[What the exercise asks]:
Please return every line of the data below that contains the word "cream".

* BEGIN Records for the task *

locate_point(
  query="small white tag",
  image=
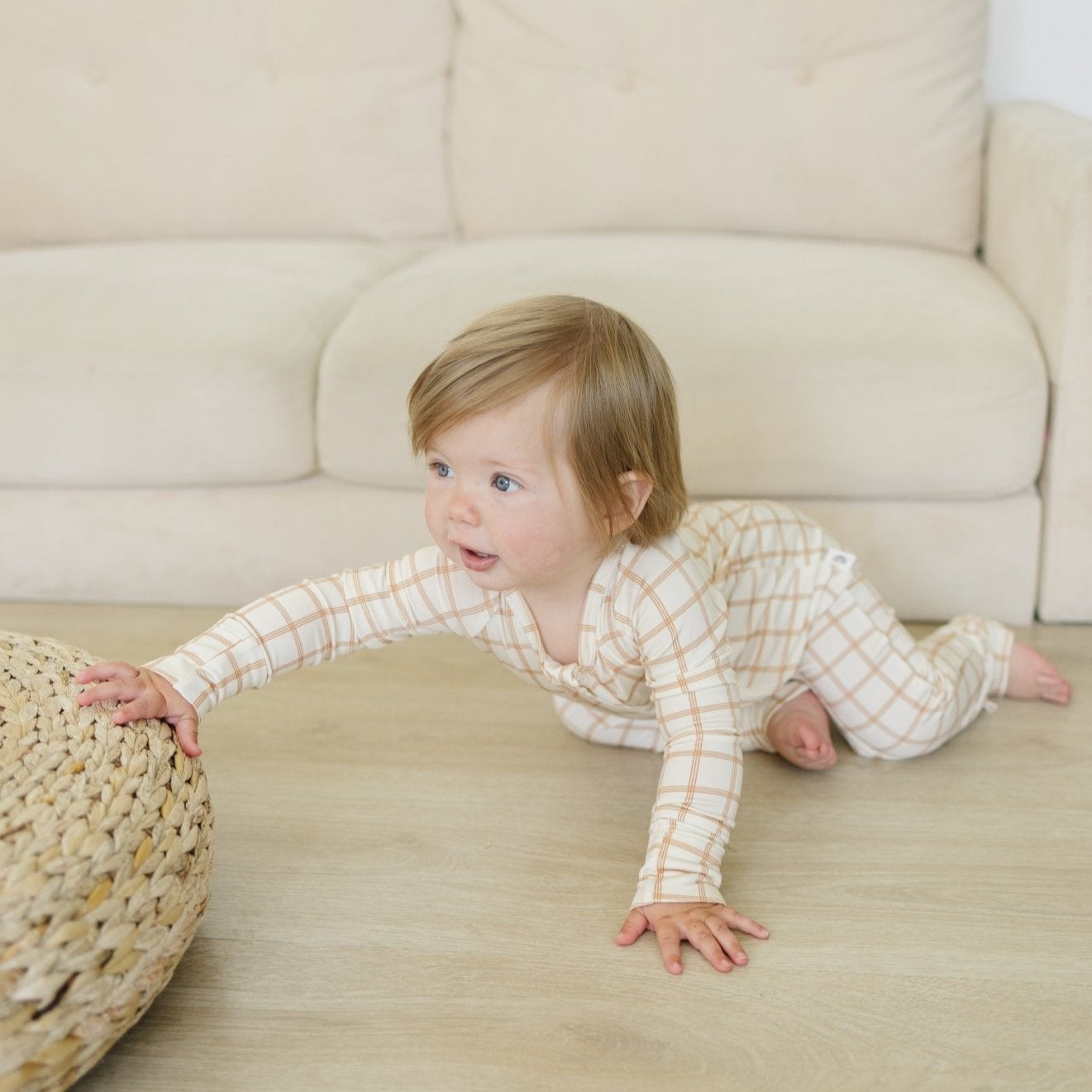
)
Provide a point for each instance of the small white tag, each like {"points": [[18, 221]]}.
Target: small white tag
{"points": [[840, 560]]}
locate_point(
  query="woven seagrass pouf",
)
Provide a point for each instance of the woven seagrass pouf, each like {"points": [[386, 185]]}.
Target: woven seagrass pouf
{"points": [[105, 860]]}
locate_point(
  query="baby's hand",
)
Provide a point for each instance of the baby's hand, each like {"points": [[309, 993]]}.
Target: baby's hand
{"points": [[707, 925], [142, 694]]}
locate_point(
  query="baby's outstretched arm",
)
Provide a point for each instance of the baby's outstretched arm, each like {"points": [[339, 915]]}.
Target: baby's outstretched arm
{"points": [[142, 694], [707, 925]]}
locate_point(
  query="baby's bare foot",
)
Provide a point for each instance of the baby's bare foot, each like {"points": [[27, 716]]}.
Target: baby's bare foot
{"points": [[800, 732], [1032, 676]]}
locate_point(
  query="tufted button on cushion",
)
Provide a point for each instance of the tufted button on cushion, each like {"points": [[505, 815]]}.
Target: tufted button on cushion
{"points": [[105, 861]]}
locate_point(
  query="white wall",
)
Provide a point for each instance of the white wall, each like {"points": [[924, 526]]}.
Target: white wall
{"points": [[1041, 50]]}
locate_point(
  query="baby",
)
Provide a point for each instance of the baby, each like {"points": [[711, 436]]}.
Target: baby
{"points": [[565, 547]]}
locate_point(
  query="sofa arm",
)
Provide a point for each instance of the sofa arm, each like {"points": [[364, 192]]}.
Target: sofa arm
{"points": [[1038, 242]]}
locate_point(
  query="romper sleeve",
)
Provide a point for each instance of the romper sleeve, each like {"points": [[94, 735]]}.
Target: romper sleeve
{"points": [[680, 623], [322, 619]]}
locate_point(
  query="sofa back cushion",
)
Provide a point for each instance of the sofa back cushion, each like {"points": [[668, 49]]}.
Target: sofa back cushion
{"points": [[128, 119], [846, 118]]}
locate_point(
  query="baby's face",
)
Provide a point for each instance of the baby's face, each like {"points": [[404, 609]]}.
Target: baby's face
{"points": [[507, 508]]}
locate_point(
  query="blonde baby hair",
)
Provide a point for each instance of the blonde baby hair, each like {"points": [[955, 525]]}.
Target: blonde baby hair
{"points": [[614, 411]]}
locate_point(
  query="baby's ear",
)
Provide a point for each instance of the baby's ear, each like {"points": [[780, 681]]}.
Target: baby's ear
{"points": [[636, 489]]}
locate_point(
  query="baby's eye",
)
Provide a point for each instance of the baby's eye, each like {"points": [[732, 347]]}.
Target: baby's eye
{"points": [[504, 484]]}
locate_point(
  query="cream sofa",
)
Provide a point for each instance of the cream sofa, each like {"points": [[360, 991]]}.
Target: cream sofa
{"points": [[234, 233]]}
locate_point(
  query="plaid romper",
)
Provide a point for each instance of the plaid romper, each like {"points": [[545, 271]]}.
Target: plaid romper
{"points": [[686, 646]]}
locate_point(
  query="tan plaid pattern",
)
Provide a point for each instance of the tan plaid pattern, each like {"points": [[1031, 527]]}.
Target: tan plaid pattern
{"points": [[687, 646]]}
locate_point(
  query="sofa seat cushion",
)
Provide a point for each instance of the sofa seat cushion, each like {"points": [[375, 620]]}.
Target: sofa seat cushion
{"points": [[169, 364], [805, 368]]}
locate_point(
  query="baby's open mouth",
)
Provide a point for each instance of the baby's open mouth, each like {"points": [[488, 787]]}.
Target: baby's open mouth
{"points": [[475, 560]]}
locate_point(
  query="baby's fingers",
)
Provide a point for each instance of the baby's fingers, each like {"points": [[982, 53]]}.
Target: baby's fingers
{"points": [[744, 924], [186, 732], [670, 941], [101, 673]]}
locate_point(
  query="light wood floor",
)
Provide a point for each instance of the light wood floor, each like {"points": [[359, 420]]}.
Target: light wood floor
{"points": [[419, 873]]}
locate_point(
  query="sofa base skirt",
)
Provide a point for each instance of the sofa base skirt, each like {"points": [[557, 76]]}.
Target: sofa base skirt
{"points": [[227, 546]]}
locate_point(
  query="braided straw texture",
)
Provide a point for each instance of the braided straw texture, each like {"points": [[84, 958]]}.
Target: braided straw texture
{"points": [[105, 860]]}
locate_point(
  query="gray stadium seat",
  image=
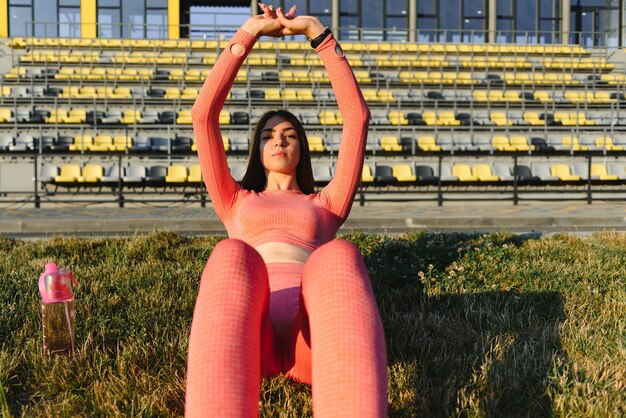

* END Records for the task *

[Answer to the task]:
  query="cream sofa",
Provide a point for each instance of the cream sofa, each like {"points": [[360, 991]]}.
Target: cream sofa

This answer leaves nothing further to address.